- TASK DESCRIPTION
Could you express the stretch of rows from the start of the records through the line containing "[80, 112, 114, 146]" as a two-column CSV headed instruction and boxes? Give one CSV line per row with its text and its answer, each in a single quoted field, and replace any line breaks with spaces.

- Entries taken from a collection
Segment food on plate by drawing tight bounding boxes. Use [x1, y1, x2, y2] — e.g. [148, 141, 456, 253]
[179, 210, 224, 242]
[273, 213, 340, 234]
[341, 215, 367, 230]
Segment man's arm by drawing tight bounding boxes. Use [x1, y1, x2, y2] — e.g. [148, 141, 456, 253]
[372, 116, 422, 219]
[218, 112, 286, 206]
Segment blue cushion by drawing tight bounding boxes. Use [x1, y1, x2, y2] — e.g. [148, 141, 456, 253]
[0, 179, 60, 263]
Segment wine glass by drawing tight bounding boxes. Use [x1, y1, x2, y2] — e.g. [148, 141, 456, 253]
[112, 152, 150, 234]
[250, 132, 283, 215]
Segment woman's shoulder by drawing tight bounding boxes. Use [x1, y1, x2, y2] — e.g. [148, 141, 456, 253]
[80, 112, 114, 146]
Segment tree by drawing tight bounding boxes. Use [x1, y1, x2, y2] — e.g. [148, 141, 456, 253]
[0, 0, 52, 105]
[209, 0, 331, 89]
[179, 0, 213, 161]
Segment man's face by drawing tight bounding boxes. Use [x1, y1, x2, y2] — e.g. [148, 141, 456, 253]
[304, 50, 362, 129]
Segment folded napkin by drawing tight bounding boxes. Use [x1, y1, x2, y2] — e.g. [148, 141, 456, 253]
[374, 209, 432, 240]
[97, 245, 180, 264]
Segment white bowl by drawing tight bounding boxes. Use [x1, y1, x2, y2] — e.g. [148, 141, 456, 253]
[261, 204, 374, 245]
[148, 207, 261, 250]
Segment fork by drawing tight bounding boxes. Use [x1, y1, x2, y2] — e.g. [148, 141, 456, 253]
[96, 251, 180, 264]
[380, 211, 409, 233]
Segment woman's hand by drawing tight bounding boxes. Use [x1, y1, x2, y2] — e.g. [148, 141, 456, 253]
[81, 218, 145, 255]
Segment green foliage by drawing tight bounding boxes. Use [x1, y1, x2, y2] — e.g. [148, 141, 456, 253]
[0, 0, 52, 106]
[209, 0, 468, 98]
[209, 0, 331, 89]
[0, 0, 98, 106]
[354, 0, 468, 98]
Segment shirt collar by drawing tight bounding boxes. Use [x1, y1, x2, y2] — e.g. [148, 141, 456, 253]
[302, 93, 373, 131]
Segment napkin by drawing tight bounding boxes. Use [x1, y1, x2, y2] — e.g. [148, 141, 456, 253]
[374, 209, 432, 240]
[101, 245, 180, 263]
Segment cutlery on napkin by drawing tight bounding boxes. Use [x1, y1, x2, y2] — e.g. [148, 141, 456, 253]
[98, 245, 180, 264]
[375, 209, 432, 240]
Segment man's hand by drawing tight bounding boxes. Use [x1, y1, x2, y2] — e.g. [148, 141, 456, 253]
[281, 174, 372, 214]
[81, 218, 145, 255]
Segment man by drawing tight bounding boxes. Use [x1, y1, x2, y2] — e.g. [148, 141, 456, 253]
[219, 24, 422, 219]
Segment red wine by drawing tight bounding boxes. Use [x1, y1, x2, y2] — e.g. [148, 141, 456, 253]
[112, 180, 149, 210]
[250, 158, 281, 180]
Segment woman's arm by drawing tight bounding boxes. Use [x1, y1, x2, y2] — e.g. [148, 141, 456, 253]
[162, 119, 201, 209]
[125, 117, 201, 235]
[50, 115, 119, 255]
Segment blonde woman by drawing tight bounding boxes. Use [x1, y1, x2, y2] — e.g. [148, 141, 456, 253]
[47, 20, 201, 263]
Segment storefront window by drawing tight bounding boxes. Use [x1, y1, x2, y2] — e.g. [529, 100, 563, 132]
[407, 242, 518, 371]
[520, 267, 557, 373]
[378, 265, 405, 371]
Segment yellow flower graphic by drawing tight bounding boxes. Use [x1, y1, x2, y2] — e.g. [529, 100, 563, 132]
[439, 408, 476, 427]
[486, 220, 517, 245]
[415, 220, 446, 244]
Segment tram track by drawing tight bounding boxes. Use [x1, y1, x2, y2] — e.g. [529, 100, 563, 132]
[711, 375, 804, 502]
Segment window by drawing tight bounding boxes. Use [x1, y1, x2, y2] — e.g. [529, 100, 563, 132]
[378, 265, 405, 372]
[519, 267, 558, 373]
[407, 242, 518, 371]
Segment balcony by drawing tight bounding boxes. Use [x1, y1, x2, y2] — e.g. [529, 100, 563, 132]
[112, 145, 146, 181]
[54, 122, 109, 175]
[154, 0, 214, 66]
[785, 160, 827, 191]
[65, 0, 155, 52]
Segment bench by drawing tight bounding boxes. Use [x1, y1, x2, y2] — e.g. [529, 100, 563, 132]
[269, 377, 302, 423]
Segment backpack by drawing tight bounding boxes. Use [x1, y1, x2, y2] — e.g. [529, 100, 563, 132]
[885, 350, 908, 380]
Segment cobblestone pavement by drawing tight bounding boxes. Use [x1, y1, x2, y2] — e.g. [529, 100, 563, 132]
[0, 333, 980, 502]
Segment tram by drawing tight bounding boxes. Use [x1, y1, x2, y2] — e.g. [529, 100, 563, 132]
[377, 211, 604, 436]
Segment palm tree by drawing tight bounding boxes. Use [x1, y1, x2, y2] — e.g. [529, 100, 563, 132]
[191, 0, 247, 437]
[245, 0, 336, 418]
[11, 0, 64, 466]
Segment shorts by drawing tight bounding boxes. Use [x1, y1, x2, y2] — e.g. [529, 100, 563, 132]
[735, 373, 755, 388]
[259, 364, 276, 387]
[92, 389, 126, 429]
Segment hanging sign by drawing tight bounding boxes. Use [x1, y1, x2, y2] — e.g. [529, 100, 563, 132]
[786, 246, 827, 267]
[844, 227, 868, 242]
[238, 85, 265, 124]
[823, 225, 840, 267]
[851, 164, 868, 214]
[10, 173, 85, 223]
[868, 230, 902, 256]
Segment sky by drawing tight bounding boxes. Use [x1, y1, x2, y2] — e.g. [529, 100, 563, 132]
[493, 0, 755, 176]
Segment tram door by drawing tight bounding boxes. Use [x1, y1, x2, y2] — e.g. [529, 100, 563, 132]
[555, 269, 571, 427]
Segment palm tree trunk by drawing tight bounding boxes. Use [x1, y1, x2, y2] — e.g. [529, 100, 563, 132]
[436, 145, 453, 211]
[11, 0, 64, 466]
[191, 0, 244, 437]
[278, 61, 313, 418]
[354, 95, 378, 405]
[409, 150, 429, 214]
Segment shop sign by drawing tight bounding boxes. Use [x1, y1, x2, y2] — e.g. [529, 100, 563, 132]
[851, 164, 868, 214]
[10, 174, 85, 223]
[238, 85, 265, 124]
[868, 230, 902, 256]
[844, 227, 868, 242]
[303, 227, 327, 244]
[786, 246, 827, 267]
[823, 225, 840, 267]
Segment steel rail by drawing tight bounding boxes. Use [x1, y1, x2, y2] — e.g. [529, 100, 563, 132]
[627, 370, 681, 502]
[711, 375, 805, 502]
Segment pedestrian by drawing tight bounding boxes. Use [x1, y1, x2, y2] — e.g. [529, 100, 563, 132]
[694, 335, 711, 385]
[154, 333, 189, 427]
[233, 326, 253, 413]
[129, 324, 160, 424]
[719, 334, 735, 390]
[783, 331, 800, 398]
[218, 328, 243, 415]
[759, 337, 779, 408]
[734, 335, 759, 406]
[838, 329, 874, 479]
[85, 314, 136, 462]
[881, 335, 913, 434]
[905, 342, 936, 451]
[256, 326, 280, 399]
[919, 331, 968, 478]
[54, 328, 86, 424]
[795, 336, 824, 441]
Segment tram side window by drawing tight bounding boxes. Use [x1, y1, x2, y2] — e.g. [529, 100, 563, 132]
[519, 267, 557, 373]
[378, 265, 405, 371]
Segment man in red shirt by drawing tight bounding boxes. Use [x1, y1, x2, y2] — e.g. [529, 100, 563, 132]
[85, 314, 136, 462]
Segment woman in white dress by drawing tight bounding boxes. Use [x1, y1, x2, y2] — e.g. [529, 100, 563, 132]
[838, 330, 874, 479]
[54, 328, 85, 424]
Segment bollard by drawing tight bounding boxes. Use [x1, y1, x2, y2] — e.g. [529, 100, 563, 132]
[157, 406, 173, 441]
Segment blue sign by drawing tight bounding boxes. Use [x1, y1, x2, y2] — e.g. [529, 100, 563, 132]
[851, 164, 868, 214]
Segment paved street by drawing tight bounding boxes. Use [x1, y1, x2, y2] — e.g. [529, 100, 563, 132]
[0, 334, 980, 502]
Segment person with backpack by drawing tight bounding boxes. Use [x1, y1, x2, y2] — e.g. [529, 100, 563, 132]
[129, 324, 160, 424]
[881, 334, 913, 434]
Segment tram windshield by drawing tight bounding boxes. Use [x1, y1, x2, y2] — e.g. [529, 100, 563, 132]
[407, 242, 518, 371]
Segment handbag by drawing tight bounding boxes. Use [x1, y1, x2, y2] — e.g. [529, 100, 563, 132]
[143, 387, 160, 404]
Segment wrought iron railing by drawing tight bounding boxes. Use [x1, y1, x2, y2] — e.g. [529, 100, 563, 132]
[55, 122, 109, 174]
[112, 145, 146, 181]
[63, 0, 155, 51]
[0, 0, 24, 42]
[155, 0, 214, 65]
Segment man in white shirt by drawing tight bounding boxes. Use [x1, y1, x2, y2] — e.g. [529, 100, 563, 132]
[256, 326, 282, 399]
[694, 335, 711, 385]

- ANSWER TO THE EXERCISE
instruction,boxes
"Segment food on plate by drawing tight bounding boxes. Use [x1, y1, x2, y2] — e.g. [148, 141, 456, 253]","[179, 210, 224, 242] [273, 213, 340, 234] [341, 215, 367, 230]"
"Segment man's arm by drawing tight bounding boxes. Use [x1, y1, x2, y2] — e.g. [148, 141, 456, 253]","[372, 116, 422, 219] [218, 112, 286, 206]"
"Segment blue cushion by drawing tight bounding boxes. Use [x1, y1, x2, y2] — e.g. [148, 141, 456, 253]","[0, 179, 60, 263]"
"Segment wine glass by drawing tight bounding boxes. Use [x1, y1, x2, y2] — e.g. [148, 141, 456, 253]","[112, 152, 150, 234] [250, 132, 283, 215]"
"Segment woman's shoulder by drawing tight bounding boxes. Use [x1, y1, x2, y2] — e.g. [148, 141, 456, 253]","[80, 112, 114, 146]"